▸ Daftar Tugas:
**1.** Menurut teks bacaan tentang pencak jawa, jurus-jurusnya lebih mengandalkan kekuatan apa?
**2.** Pilih semua baris yang memuat kata "crosswalk", lalu salin setiap baris tersebut.

(Narasi oleh Arif Sutoyo dan Nur Kholiq)

Narasi

Beberapa sesepuh Desa Ngargogondo masih mengenal pencak jawa (Konto) yang dahulu pernah mereka pelajari. Selain digunakan untuk bela diri, Konto juga merupakan seni tradisional khas Jawa. Gerakan yang dimainkan dalam pencak sangatlah menarik, unik, dan khas. Jurus-jurusnya lebih rapat tanpa pengembangan serta lebih mengandalkan kekuatan kepalan tangan yang penuh kesiapsiagaan dan kejelian mata.

Selingan Dayakan

Dengan kostum pakaian hitam-hitam berpolet merah di bagian dada, sabuk jarit (kain batik) kecil dan ikat kepala batik, pencak juga muncul sebagai selingan dalam pementasan seni dayakan yang ditampilkan dengan iringan musik gamelan dan lagu kicir-kicir atau kuningan.

▸ Data yang Disediakan:
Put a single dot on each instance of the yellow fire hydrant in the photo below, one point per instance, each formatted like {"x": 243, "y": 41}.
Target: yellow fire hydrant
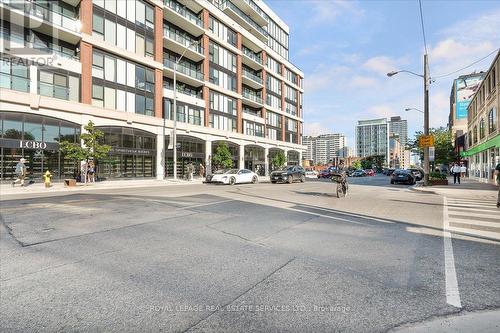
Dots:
{"x": 47, "y": 178}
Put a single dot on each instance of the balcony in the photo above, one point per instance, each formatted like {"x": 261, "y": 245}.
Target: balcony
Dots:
{"x": 243, "y": 19}
{"x": 178, "y": 44}
{"x": 251, "y": 80}
{"x": 181, "y": 16}
{"x": 251, "y": 59}
{"x": 42, "y": 19}
{"x": 252, "y": 99}
{"x": 184, "y": 73}
{"x": 253, "y": 11}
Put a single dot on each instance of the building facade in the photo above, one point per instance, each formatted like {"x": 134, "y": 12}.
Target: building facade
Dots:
{"x": 483, "y": 133}
{"x": 372, "y": 138}
{"x": 463, "y": 89}
{"x": 65, "y": 63}
{"x": 324, "y": 148}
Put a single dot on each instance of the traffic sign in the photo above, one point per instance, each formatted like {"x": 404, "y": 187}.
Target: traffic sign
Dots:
{"x": 426, "y": 141}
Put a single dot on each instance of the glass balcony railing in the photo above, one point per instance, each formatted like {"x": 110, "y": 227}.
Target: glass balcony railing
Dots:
{"x": 248, "y": 95}
{"x": 51, "y": 90}
{"x": 46, "y": 14}
{"x": 183, "y": 40}
{"x": 179, "y": 9}
{"x": 228, "y": 4}
{"x": 252, "y": 76}
{"x": 183, "y": 69}
{"x": 14, "y": 82}
{"x": 249, "y": 53}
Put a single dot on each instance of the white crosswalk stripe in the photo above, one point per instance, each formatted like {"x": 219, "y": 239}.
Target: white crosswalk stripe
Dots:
{"x": 473, "y": 217}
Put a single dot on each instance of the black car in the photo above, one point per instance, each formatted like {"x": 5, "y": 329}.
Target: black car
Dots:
{"x": 402, "y": 176}
{"x": 288, "y": 174}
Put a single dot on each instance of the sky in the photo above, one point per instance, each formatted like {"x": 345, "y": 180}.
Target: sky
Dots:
{"x": 346, "y": 48}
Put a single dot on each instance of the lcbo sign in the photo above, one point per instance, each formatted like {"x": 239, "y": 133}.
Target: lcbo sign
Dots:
{"x": 32, "y": 144}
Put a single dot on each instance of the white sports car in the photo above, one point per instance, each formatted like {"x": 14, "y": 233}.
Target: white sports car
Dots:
{"x": 235, "y": 176}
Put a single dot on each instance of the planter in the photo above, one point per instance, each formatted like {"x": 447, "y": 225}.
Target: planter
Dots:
{"x": 438, "y": 181}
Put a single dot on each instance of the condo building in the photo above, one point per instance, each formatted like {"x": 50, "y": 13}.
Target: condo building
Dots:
{"x": 324, "y": 148}
{"x": 113, "y": 62}
{"x": 483, "y": 126}
{"x": 372, "y": 138}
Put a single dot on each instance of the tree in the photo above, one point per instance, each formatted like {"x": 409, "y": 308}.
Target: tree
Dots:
{"x": 278, "y": 160}
{"x": 92, "y": 148}
{"x": 356, "y": 164}
{"x": 222, "y": 157}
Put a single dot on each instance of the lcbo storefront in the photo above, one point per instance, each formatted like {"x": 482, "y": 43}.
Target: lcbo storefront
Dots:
{"x": 36, "y": 138}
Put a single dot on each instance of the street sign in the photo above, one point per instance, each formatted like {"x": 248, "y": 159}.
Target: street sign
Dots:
{"x": 432, "y": 153}
{"x": 426, "y": 141}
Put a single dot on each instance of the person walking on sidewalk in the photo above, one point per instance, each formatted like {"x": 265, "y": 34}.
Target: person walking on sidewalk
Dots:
{"x": 497, "y": 182}
{"x": 20, "y": 172}
{"x": 456, "y": 173}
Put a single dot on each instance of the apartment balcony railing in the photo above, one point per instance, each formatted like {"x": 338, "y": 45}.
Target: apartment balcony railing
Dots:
{"x": 228, "y": 4}
{"x": 252, "y": 97}
{"x": 46, "y": 14}
{"x": 183, "y": 40}
{"x": 14, "y": 82}
{"x": 252, "y": 76}
{"x": 179, "y": 9}
{"x": 183, "y": 69}
{"x": 249, "y": 53}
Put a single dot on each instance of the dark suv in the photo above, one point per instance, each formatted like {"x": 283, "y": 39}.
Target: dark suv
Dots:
{"x": 288, "y": 174}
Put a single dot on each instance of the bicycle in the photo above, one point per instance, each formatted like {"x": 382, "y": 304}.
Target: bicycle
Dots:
{"x": 342, "y": 184}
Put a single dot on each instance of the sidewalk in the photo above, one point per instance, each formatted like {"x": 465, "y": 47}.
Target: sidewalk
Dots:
{"x": 6, "y": 189}
{"x": 467, "y": 189}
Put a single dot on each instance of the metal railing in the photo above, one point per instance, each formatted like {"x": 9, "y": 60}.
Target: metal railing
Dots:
{"x": 248, "y": 95}
{"x": 183, "y": 69}
{"x": 252, "y": 76}
{"x": 46, "y": 14}
{"x": 14, "y": 82}
{"x": 179, "y": 9}
{"x": 182, "y": 40}
{"x": 250, "y": 54}
{"x": 228, "y": 4}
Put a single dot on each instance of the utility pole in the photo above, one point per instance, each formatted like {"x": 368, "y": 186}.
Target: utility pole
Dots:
{"x": 426, "y": 119}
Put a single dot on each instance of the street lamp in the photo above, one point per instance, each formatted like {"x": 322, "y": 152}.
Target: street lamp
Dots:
{"x": 174, "y": 132}
{"x": 415, "y": 109}
{"x": 426, "y": 111}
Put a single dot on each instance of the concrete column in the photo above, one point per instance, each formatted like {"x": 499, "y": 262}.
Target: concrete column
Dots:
{"x": 208, "y": 157}
{"x": 241, "y": 159}
{"x": 160, "y": 155}
{"x": 266, "y": 160}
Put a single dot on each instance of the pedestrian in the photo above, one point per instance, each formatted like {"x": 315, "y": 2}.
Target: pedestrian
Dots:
{"x": 202, "y": 170}
{"x": 20, "y": 172}
{"x": 463, "y": 170}
{"x": 456, "y": 173}
{"x": 91, "y": 172}
{"x": 497, "y": 182}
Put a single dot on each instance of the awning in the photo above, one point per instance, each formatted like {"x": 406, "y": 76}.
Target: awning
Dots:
{"x": 491, "y": 143}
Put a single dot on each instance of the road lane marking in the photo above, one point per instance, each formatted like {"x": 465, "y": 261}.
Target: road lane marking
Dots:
{"x": 452, "y": 292}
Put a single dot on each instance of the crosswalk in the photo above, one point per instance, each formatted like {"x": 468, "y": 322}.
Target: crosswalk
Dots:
{"x": 475, "y": 217}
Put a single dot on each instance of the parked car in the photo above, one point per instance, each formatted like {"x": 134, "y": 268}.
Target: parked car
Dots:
{"x": 288, "y": 174}
{"x": 234, "y": 176}
{"x": 359, "y": 173}
{"x": 324, "y": 173}
{"x": 311, "y": 174}
{"x": 370, "y": 172}
{"x": 403, "y": 176}
{"x": 417, "y": 173}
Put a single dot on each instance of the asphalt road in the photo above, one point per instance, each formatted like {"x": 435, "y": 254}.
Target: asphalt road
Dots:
{"x": 244, "y": 258}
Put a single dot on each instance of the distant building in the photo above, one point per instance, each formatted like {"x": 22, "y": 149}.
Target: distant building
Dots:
{"x": 372, "y": 138}
{"x": 324, "y": 148}
{"x": 463, "y": 89}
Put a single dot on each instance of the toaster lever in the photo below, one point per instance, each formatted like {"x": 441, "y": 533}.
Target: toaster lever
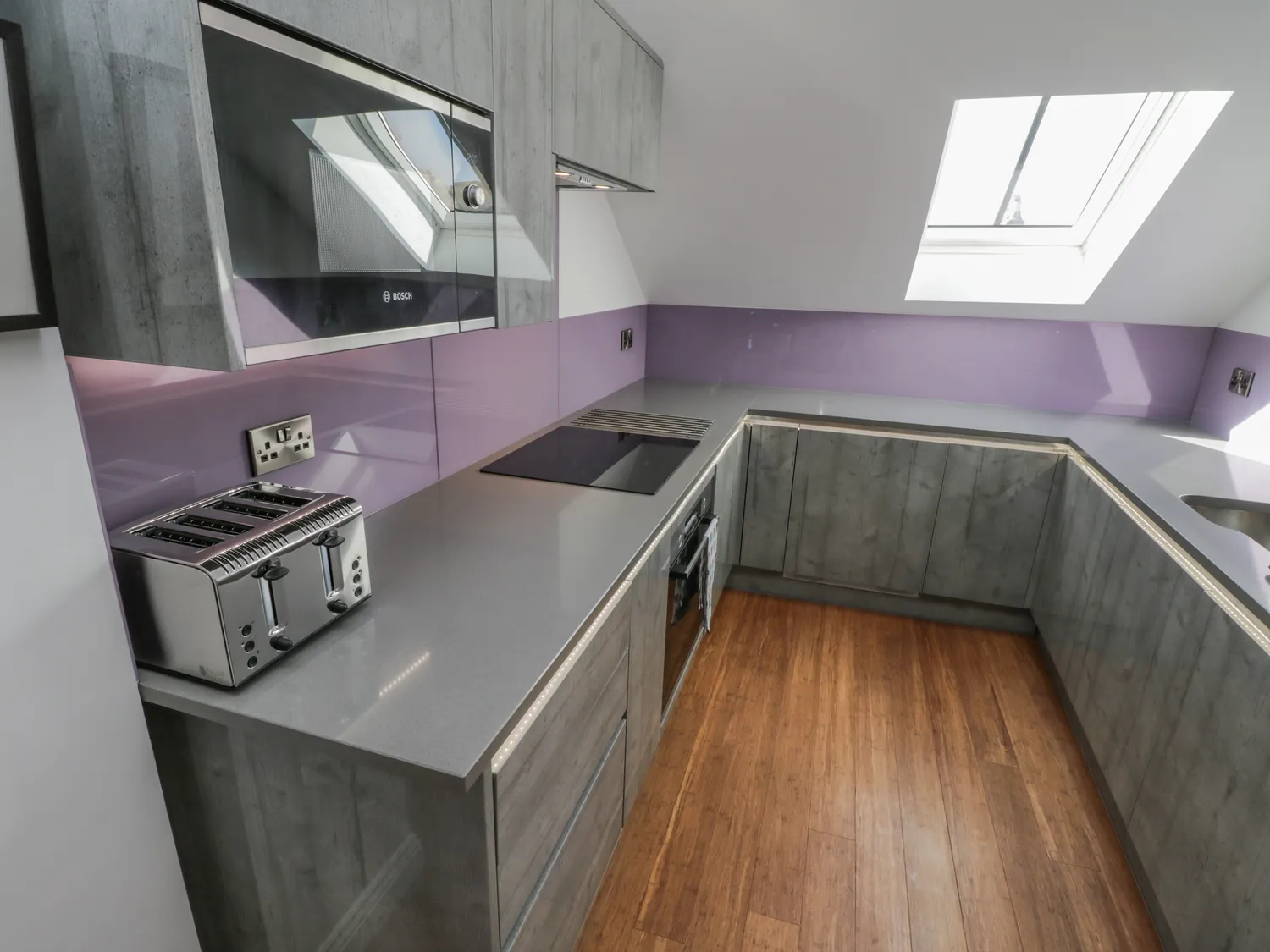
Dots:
{"x": 269, "y": 573}
{"x": 332, "y": 565}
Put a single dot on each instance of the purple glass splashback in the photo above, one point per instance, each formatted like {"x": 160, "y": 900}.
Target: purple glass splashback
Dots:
{"x": 592, "y": 363}
{"x": 1130, "y": 370}
{"x": 498, "y": 386}
{"x": 386, "y": 424}
{"x": 1217, "y": 409}
{"x": 159, "y": 437}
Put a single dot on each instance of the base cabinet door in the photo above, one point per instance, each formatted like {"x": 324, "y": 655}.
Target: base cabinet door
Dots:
{"x": 992, "y": 508}
{"x": 863, "y": 509}
{"x": 766, "y": 510}
{"x": 648, "y": 597}
{"x": 729, "y": 509}
{"x": 558, "y": 909}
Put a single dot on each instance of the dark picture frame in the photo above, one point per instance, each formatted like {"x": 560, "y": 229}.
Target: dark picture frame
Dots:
{"x": 28, "y": 182}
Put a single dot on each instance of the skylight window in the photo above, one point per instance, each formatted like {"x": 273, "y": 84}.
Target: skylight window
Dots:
{"x": 1038, "y": 195}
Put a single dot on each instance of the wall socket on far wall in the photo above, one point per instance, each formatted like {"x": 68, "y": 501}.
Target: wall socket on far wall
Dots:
{"x": 277, "y": 444}
{"x": 1241, "y": 381}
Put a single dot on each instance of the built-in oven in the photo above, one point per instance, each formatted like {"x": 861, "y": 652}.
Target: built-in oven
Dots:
{"x": 360, "y": 205}
{"x": 688, "y": 597}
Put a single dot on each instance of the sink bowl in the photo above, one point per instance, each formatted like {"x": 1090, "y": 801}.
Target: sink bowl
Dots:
{"x": 1250, "y": 518}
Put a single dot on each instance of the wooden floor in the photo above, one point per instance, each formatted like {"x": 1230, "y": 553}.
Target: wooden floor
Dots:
{"x": 833, "y": 779}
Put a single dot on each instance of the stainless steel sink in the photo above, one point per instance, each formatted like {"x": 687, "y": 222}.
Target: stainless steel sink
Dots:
{"x": 1250, "y": 518}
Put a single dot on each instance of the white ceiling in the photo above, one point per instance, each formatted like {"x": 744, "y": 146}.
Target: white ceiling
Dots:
{"x": 802, "y": 140}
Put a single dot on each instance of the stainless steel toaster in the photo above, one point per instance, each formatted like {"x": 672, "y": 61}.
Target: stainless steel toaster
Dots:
{"x": 221, "y": 588}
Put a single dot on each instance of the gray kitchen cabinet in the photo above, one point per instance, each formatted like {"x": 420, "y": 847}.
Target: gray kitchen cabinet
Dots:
{"x": 648, "y": 596}
{"x": 416, "y": 37}
{"x": 119, "y": 109}
{"x": 538, "y": 789}
{"x": 559, "y": 908}
{"x": 729, "y": 508}
{"x": 523, "y": 162}
{"x": 607, "y": 99}
{"x": 769, "y": 484}
{"x": 863, "y": 509}
{"x": 1168, "y": 692}
{"x": 992, "y": 507}
{"x": 124, "y": 124}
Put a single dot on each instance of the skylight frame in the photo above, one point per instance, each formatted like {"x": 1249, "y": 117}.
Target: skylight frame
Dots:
{"x": 1062, "y": 273}
{"x": 1152, "y": 117}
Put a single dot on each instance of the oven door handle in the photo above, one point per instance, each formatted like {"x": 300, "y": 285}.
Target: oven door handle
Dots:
{"x": 682, "y": 570}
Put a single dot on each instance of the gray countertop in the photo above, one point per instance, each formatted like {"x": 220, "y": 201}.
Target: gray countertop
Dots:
{"x": 482, "y": 581}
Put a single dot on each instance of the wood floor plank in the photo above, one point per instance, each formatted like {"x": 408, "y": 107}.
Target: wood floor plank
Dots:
{"x": 833, "y": 776}
{"x": 671, "y": 899}
{"x": 934, "y": 905}
{"x": 1036, "y": 888}
{"x": 723, "y": 896}
{"x": 908, "y": 731}
{"x": 985, "y": 718}
{"x": 643, "y": 942}
{"x": 830, "y": 895}
{"x": 1048, "y": 759}
{"x": 881, "y": 883}
{"x": 767, "y": 934}
{"x": 781, "y": 855}
{"x": 987, "y": 911}
{"x": 1092, "y": 911}
{"x": 660, "y": 799}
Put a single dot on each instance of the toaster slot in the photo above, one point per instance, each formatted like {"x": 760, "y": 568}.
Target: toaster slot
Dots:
{"x": 207, "y": 522}
{"x": 259, "y": 495}
{"x": 179, "y": 537}
{"x": 231, "y": 505}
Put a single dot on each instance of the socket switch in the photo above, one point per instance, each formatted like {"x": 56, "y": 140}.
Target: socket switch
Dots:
{"x": 1241, "y": 381}
{"x": 277, "y": 444}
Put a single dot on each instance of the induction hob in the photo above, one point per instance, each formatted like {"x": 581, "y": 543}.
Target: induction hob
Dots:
{"x": 632, "y": 462}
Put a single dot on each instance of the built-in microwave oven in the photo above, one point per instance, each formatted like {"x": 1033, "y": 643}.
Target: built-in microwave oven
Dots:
{"x": 360, "y": 205}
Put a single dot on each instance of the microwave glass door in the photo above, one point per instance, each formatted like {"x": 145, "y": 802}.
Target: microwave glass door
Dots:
{"x": 340, "y": 195}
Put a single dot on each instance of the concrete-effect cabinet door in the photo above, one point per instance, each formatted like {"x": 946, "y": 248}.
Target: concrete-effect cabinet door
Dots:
{"x": 607, "y": 94}
{"x": 992, "y": 508}
{"x": 863, "y": 509}
{"x": 648, "y": 596}
{"x": 766, "y": 509}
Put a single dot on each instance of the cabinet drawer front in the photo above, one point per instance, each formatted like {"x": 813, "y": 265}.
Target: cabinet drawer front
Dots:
{"x": 538, "y": 786}
{"x": 558, "y": 911}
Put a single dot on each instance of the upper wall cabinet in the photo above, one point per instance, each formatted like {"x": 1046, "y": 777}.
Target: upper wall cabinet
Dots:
{"x": 607, "y": 113}
{"x": 223, "y": 192}
{"x": 526, "y": 168}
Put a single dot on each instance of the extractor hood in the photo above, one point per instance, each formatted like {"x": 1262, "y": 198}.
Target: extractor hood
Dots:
{"x": 577, "y": 177}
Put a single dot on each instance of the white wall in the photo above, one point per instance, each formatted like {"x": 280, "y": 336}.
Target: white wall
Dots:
{"x": 1254, "y": 316}
{"x": 86, "y": 857}
{"x": 596, "y": 271}
{"x": 799, "y": 151}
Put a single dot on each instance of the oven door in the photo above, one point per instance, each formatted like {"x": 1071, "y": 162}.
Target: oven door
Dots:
{"x": 340, "y": 190}
{"x": 685, "y": 607}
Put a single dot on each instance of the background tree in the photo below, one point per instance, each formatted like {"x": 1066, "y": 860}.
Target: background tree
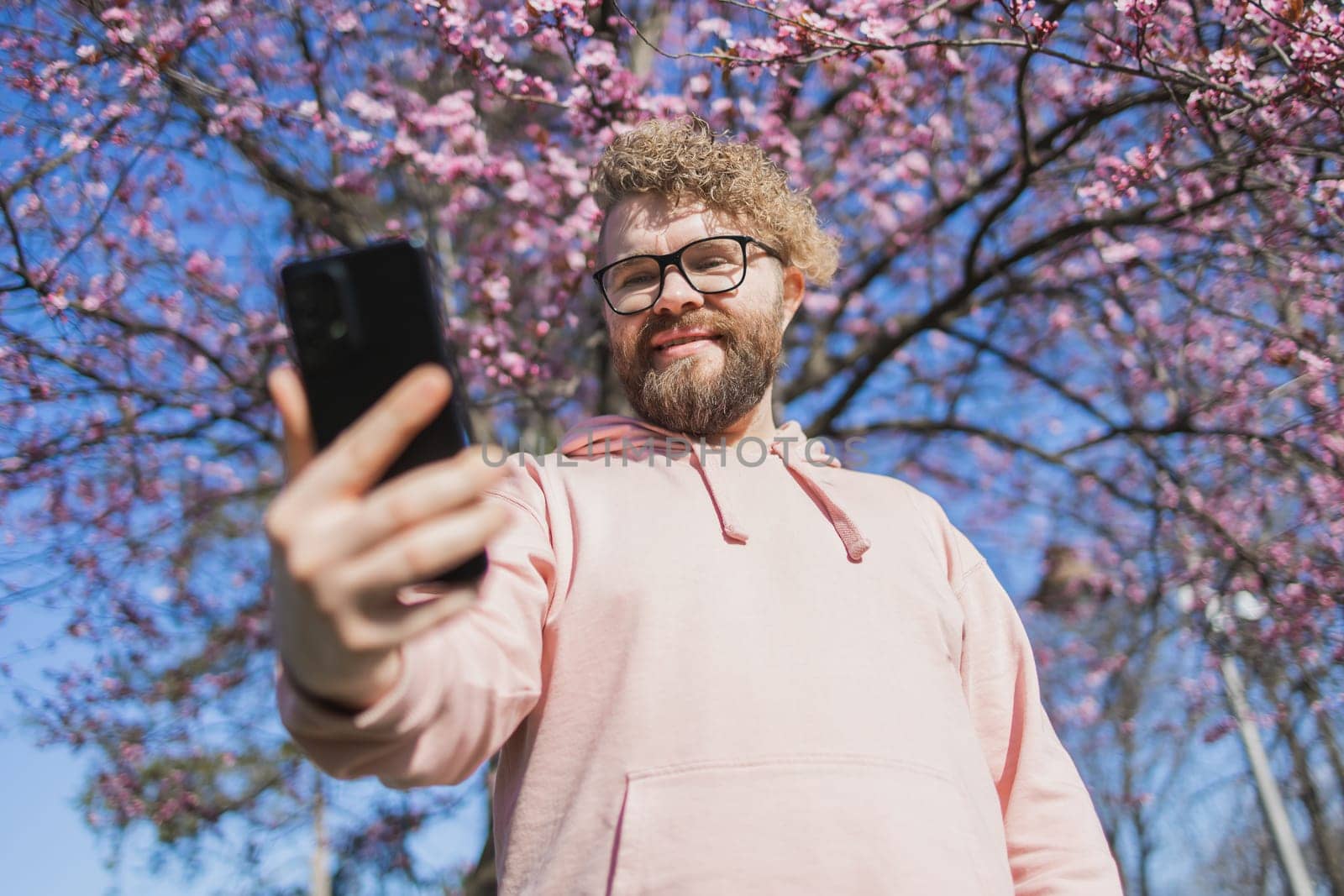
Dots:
{"x": 1090, "y": 298}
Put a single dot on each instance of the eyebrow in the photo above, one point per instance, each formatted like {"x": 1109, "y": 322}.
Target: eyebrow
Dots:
{"x": 622, "y": 258}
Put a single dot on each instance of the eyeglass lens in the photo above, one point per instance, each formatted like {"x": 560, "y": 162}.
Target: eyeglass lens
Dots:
{"x": 710, "y": 266}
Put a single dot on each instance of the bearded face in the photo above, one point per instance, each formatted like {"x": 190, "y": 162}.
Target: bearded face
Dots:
{"x": 709, "y": 390}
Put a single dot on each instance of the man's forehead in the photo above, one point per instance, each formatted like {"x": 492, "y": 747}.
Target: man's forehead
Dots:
{"x": 635, "y": 224}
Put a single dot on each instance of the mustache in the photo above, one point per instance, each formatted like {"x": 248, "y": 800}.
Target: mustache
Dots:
{"x": 711, "y": 322}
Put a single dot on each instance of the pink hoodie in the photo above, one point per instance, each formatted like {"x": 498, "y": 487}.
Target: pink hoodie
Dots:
{"x": 741, "y": 672}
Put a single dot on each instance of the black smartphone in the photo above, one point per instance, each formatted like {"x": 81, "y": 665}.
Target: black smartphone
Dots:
{"x": 360, "y": 322}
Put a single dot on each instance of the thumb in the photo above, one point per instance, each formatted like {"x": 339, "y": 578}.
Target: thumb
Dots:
{"x": 288, "y": 392}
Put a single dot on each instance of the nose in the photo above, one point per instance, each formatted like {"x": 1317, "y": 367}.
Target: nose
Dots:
{"x": 678, "y": 295}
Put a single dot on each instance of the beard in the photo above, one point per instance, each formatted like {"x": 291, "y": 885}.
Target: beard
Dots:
{"x": 685, "y": 396}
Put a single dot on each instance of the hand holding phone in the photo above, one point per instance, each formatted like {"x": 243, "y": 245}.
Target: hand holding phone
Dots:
{"x": 383, "y": 492}
{"x": 343, "y": 547}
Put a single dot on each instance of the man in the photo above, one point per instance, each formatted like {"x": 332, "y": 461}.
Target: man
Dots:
{"x": 712, "y": 660}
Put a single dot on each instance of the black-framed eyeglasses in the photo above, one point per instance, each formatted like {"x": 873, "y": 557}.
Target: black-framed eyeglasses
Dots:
{"x": 710, "y": 265}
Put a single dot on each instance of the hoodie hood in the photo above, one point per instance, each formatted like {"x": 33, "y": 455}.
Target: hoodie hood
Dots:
{"x": 613, "y": 434}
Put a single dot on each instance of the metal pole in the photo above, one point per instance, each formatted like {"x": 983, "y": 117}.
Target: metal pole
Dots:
{"x": 322, "y": 852}
{"x": 1289, "y": 851}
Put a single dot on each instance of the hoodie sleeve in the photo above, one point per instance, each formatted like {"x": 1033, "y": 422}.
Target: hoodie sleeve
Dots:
{"x": 1055, "y": 841}
{"x": 465, "y": 685}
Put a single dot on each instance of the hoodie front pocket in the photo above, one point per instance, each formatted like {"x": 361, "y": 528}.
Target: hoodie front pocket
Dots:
{"x": 812, "y": 824}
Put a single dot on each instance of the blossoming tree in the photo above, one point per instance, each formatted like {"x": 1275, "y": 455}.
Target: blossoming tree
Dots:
{"x": 1089, "y": 297}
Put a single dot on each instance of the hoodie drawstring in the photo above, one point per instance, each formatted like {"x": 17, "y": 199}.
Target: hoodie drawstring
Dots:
{"x": 612, "y": 432}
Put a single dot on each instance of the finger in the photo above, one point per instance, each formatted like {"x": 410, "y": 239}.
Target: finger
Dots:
{"x": 288, "y": 392}
{"x": 425, "y": 616}
{"x": 366, "y": 449}
{"x": 414, "y": 497}
{"x": 421, "y": 553}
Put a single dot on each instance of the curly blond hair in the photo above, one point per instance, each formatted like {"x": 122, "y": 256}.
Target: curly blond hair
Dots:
{"x": 680, "y": 159}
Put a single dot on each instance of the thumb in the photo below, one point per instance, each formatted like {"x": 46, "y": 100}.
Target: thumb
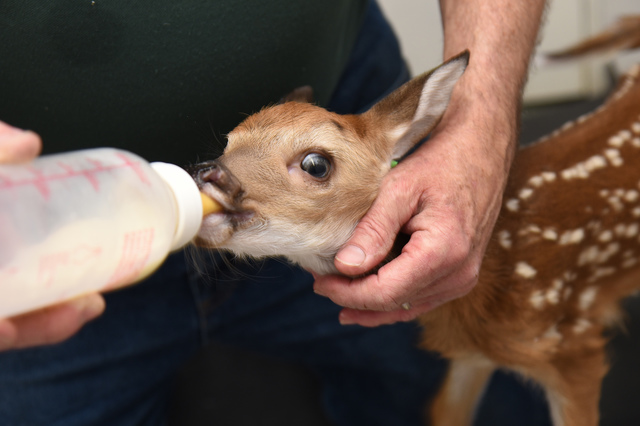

▸ Jawaban Tugas:
**1.** Kekuatan kepalan tangan yang penuh kesiapsiagaan dan kejelian mata.

**2.**
Put a single dot on each instance of the white crosswalk stripe in the photo above, one point per instance, each formatted like {"x": 219, "y": 239}.
Target: white crosswalk stripe
Put a single dot on each instance of the crosswalk in the photo above, one point per instance, each formatted like {"x": 468, "y": 322}.
Target: crosswalk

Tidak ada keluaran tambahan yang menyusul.